**Exercise task**
Reproduce only the entries starting at the line containing "the diver's black" and ending at the line containing "x=222, y=186", requests included. Shift every answer coordinate by adding 135 to each x and y value.

----------

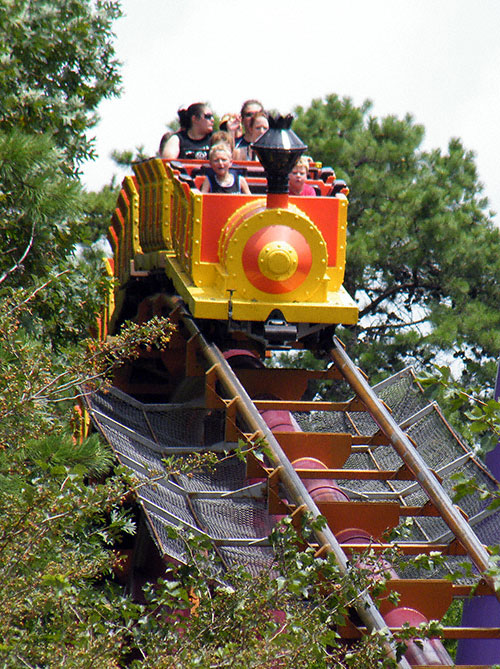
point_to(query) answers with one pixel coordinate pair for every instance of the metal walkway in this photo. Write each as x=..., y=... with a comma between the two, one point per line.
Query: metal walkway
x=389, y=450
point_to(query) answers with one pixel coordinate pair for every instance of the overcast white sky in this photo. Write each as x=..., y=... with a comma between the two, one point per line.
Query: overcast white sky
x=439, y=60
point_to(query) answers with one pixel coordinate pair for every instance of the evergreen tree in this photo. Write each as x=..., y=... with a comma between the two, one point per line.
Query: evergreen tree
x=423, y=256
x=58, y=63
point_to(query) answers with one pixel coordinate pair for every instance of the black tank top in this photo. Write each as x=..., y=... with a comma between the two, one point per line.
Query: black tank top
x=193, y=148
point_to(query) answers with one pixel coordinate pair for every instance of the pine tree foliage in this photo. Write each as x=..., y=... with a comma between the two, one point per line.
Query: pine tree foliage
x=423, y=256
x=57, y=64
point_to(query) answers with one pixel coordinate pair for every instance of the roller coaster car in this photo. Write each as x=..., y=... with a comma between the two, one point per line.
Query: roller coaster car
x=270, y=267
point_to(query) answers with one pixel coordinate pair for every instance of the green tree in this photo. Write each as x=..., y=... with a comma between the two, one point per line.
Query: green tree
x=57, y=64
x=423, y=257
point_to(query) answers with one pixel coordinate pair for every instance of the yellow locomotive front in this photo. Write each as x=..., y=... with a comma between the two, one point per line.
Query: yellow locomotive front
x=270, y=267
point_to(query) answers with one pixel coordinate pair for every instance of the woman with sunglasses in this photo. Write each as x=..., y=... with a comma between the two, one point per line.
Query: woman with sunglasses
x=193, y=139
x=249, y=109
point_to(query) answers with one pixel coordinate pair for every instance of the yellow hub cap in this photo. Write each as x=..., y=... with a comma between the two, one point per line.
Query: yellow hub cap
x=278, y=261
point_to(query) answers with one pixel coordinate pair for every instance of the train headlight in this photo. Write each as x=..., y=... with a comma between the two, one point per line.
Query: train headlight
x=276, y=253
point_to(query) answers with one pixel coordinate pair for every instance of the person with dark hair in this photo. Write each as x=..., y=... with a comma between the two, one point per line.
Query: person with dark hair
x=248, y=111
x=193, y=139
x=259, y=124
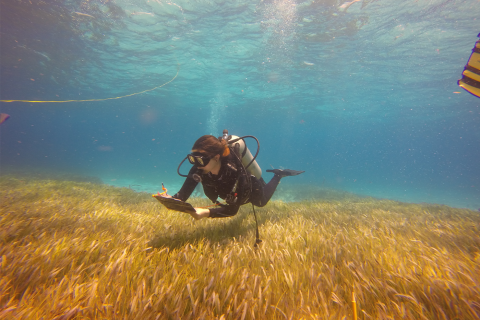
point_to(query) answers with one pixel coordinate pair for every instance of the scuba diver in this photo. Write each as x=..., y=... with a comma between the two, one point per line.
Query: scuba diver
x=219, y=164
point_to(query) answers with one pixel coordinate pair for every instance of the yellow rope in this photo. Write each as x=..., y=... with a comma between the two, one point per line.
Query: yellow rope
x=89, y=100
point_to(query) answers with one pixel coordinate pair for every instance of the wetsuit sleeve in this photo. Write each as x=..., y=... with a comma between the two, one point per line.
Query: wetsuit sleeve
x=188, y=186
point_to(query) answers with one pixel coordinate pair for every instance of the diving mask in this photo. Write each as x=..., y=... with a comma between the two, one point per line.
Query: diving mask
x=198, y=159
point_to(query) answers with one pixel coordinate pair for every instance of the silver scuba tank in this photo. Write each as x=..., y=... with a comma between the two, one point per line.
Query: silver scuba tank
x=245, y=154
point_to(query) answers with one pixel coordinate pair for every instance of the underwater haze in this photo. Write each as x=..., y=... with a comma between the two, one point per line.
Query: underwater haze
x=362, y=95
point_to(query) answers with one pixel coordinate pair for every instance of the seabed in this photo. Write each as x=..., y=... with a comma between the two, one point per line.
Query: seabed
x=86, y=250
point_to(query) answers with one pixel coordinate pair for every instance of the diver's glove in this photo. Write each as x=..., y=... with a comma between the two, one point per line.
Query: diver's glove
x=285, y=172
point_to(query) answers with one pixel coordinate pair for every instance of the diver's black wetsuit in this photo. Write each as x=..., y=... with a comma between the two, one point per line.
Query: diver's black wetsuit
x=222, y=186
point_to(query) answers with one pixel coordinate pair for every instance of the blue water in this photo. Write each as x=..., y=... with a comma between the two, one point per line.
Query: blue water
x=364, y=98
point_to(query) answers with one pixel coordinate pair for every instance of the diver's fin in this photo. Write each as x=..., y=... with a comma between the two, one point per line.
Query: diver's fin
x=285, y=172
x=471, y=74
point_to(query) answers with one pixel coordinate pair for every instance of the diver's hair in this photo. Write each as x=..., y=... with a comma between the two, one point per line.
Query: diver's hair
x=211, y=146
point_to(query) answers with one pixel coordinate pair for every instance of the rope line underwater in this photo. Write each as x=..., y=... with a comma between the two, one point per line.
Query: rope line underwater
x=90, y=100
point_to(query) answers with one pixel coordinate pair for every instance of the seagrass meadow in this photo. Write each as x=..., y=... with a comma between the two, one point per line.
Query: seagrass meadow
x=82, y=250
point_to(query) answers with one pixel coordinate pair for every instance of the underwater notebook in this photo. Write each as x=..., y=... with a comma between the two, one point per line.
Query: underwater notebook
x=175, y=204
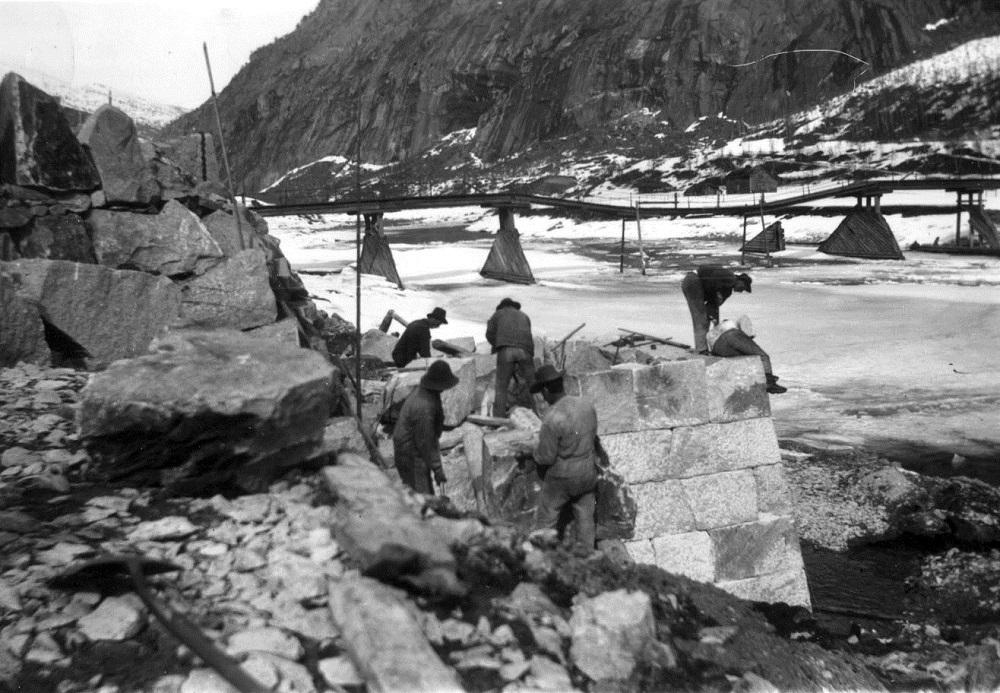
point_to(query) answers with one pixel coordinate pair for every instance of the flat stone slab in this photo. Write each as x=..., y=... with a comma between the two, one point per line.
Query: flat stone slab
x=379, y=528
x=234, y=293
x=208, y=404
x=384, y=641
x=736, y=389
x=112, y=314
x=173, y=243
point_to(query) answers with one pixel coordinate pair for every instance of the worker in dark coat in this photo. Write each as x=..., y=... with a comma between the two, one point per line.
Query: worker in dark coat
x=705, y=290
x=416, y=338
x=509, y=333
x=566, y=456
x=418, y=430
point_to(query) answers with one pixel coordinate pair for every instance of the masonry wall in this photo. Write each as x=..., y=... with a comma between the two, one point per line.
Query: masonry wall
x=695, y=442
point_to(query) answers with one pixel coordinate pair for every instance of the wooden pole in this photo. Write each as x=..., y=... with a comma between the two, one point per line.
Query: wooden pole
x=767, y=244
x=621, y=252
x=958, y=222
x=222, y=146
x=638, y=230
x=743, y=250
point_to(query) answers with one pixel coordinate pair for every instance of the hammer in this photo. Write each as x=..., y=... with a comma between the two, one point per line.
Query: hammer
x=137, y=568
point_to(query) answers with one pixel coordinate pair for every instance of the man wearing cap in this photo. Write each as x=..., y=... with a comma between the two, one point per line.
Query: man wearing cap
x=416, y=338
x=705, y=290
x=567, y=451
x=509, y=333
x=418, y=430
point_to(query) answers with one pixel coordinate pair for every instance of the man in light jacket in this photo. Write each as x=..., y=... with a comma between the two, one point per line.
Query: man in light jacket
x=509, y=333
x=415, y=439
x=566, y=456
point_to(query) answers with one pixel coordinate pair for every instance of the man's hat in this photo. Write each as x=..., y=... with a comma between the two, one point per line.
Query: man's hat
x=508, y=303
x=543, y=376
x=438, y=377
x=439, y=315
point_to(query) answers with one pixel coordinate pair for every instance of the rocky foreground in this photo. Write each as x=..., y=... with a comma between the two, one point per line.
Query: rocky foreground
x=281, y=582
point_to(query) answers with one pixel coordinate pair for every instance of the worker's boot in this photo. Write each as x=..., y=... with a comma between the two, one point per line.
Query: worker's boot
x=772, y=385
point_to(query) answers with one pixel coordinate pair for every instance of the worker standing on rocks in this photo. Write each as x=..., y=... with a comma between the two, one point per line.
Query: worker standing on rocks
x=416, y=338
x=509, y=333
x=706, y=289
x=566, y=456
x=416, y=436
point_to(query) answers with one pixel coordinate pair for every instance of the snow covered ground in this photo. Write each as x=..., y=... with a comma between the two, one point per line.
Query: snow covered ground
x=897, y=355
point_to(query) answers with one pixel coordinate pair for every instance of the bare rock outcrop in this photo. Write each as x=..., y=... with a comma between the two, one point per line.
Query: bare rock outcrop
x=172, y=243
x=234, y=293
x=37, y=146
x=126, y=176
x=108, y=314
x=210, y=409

----------

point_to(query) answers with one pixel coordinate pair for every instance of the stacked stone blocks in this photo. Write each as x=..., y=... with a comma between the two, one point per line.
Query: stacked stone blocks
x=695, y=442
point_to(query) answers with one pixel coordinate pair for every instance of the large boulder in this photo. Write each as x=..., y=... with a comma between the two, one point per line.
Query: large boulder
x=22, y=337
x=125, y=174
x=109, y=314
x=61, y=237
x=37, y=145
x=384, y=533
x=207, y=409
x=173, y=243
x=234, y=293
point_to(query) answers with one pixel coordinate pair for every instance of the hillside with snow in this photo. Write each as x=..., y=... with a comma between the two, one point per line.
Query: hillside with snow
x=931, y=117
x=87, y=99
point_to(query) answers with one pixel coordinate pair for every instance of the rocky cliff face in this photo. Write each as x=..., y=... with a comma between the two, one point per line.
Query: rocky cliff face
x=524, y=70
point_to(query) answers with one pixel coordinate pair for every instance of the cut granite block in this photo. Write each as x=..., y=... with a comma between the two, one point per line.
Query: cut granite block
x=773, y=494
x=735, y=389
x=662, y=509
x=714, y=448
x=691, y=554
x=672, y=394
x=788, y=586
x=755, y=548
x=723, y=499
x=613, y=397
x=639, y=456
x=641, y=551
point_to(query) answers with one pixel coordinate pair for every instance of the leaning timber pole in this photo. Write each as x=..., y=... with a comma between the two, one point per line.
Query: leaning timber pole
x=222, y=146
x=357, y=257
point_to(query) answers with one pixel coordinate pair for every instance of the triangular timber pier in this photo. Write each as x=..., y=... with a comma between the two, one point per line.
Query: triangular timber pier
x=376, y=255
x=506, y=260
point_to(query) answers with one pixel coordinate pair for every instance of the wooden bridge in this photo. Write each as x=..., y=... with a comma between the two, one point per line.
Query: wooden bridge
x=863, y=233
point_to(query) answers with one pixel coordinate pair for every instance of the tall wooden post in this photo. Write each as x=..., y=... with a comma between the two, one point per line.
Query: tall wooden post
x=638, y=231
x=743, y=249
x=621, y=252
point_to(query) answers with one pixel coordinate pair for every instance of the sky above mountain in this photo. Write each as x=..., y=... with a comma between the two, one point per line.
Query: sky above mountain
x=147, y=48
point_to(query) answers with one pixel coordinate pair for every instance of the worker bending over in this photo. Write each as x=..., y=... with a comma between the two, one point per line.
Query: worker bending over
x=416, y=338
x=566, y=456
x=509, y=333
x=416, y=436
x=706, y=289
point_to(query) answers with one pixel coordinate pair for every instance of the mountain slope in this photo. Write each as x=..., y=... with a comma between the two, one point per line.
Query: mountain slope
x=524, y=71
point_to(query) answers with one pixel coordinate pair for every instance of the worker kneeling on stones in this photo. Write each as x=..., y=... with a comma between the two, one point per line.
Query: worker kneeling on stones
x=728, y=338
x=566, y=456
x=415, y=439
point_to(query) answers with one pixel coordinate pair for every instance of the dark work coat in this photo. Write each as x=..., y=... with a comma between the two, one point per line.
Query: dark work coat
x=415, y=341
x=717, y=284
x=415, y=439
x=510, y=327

----------

**Result for this task**
point_to(query) answers with one pixel coordinate pair for every instance of the diver's black wetsuit in this photo. Write each as x=..., y=... with a comma between the two, one point per line.
Query: diver's black wetsuit
x=357, y=321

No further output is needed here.